**TASK OBJECTIVE**
Could you swap "Query" for "Label" in the part that opens with the first line of the records and closes with the line containing "x=912 y=421", and give those lines again with nothing else changed?

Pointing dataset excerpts

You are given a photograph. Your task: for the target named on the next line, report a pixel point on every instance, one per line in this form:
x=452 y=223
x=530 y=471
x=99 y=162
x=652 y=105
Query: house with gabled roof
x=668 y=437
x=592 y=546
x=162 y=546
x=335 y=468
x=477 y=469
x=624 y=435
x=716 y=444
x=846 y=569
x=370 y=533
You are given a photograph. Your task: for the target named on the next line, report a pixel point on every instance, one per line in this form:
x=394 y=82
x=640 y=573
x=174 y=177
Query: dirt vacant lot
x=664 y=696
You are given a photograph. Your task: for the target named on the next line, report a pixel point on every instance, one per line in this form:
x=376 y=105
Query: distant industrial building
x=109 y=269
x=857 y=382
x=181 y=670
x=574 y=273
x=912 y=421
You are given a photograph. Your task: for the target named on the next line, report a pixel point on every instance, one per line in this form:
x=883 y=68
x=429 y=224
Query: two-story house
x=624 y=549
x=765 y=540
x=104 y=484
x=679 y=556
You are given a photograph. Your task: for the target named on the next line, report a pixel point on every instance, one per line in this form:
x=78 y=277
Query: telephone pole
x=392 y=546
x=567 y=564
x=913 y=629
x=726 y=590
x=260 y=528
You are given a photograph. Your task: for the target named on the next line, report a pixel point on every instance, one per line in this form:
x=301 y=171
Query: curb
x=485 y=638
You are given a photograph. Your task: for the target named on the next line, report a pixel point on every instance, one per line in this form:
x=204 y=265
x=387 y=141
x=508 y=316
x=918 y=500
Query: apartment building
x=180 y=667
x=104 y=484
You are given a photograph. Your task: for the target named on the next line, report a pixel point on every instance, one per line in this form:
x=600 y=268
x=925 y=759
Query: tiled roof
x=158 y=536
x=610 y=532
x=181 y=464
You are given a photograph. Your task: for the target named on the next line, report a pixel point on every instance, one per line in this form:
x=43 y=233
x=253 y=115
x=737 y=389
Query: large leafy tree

**REPLY**
You are given a photograph. Your task: for the target named on the next line, report a pixel point on every instance, one per line in this form:
x=452 y=223
x=530 y=471
x=99 y=162
x=652 y=105
Label: house with gabled roof
x=668 y=437
x=592 y=546
x=162 y=546
x=335 y=468
x=477 y=469
x=624 y=435
x=716 y=444
x=846 y=569
x=370 y=533
You are given a photograph. Your task: for the target named on the next line, report a pixel point on every instance, one per line in this form:
x=394 y=82
x=640 y=573
x=174 y=177
Label: dirt vacant lot
x=664 y=696
You are given a photograph. Your task: for the target named on the next line, report a pixel point on every instance, one per line in this form:
x=376 y=105
Label: distant industrial building
x=109 y=269
x=857 y=382
x=181 y=670
x=574 y=273
x=912 y=421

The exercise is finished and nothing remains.